EXTRACTED RECORDS:
........

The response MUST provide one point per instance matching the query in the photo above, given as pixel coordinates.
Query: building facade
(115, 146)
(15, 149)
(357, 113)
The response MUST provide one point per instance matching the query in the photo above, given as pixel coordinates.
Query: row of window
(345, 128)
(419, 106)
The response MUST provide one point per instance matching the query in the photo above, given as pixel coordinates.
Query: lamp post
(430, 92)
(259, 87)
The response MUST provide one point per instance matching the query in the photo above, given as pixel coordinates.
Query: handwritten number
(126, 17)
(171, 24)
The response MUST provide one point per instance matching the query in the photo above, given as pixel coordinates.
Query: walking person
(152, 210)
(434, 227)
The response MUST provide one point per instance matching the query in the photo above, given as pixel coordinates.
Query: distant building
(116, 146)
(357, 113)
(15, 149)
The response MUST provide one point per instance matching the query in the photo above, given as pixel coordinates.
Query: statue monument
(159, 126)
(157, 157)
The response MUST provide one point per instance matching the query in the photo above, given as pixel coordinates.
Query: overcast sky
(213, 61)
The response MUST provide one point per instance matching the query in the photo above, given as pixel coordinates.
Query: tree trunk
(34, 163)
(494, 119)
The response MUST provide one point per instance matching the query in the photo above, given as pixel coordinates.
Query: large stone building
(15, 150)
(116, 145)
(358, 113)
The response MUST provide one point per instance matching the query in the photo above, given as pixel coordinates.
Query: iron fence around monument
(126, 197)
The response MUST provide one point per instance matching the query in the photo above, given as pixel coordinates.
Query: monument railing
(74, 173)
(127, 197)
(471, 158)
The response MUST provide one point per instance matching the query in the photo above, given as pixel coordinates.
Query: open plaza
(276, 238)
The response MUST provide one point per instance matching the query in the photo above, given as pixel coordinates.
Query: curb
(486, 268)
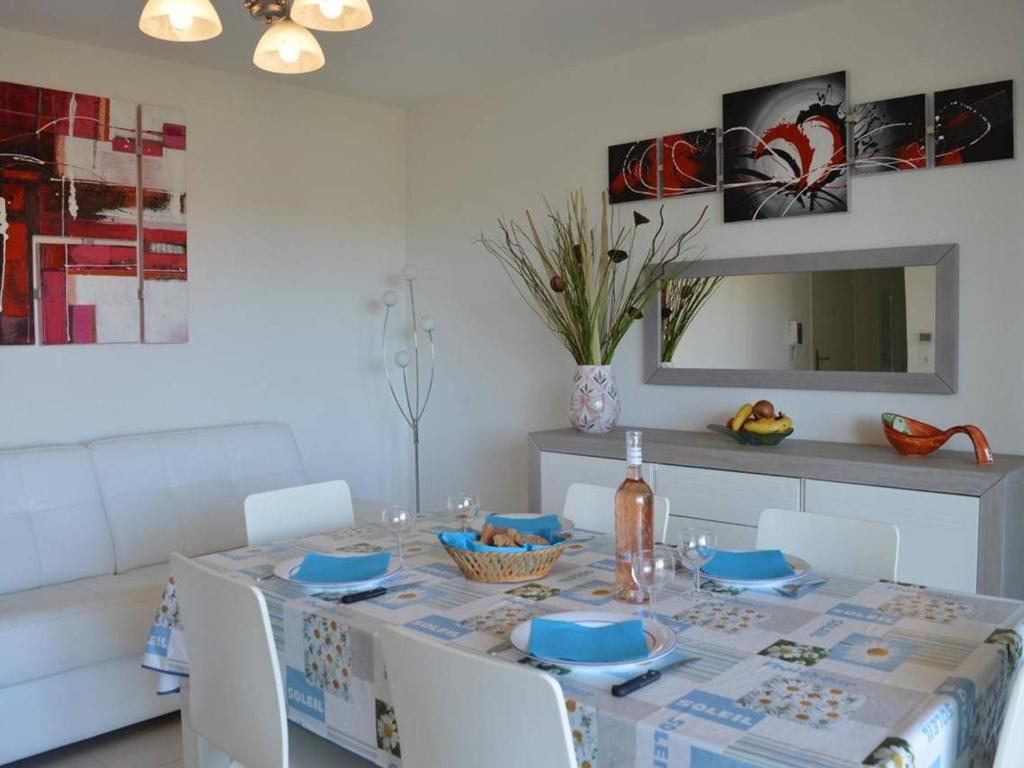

........

ACTION ITEM: Leave out the pictures and copy the rest of the material above exactly.

WRITTEN SOLUTION:
The response MUST provide one point per instance matching the query in the photo above, given as pixel coordinates.
Query: building facade
(115, 146)
(15, 149)
(357, 113)
The response MUST provide one point per instance matching the query in the photo above, given as pixel coordinates.
Query: row of window
(345, 128)
(419, 106)
The response MUST provide one point per instance matching the query in the photo above, given as pixel coordinates.
Query: lamp post
(430, 92)
(259, 87)
The response MUST provide one point per instance matching the query in the photo above, given as pixel coordinates.
Query: handwritten number
(126, 17)
(171, 24)
The response MUST provide one point per instance matching the query in the photo above, given as pixel coordinates.
Query: walking person
(152, 210)
(434, 227)
The response MUST provide one point per instance matching the query in the photo above, given as pixel coordinates.
Query: distant building
(116, 146)
(357, 113)
(15, 149)
The response MUST provide one point per instance matching the query in the photo above, given as pixel coordinates.
Query: statue monument
(159, 126)
(157, 157)
The response MUST provide one point per instance matching the query in the photo above, given as pixel coordinates.
Query: overcast sky
(213, 61)
The response MUST provide one point per instance matching the query in the photo above, given as pixel coordinates.
Query: tree trunk
(34, 163)
(494, 119)
The response MUST provide one point per instance matching the query in the photo above, given as pixel coordinates.
Query: large stone building
(15, 150)
(116, 145)
(358, 113)
The response MUST provide one point per instance matching the query in the photo above, given as pixel coordinates.
Query: iron fence around monument
(126, 197)
The response MUST provide one point per instance matching the query in the photo above, given as pixel coordinates.
Query: monument railing
(74, 173)
(127, 197)
(471, 158)
The response MUST provide one point per instance matching the query in the photo above, given as pixel coordinates.
Query: open plaza
(276, 238)
The response MUST provide one point per instance matching the query in the photo above, given as pixel coordinates.
Query: curb
(486, 268)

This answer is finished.